### WHAT TO DO
The expected output is the line with "Can you see the metal" followed by every remaining line of the entries, all repeated exactly.

Image-grounded pointing data
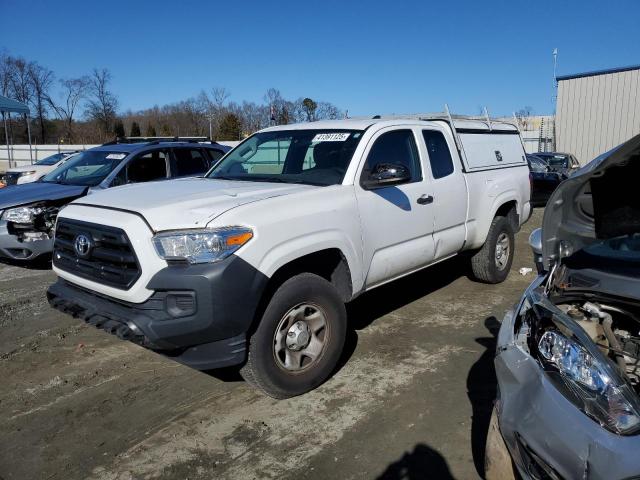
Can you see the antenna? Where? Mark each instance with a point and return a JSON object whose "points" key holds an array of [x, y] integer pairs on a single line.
{"points": [[486, 116], [555, 79]]}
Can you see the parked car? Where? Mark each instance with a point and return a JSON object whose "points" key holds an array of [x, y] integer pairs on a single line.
{"points": [[28, 212], [252, 265], [31, 173], [563, 163], [568, 355], [543, 180]]}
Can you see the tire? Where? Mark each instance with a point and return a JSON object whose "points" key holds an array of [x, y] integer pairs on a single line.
{"points": [[498, 464], [484, 263], [278, 363]]}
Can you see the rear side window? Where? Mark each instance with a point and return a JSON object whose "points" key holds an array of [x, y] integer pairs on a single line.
{"points": [[439, 154], [189, 162], [144, 168], [397, 147], [215, 155]]}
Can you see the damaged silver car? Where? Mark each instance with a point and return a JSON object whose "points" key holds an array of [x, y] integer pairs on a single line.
{"points": [[568, 355]]}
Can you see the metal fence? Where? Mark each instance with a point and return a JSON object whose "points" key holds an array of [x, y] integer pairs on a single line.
{"points": [[21, 155]]}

### SOLUTION
Can you see the metal fence? Where? Mark each instance with a point and return a JSON object whose "points" key holds an array of [x, y] integer pairs on a single line.
{"points": [[21, 155]]}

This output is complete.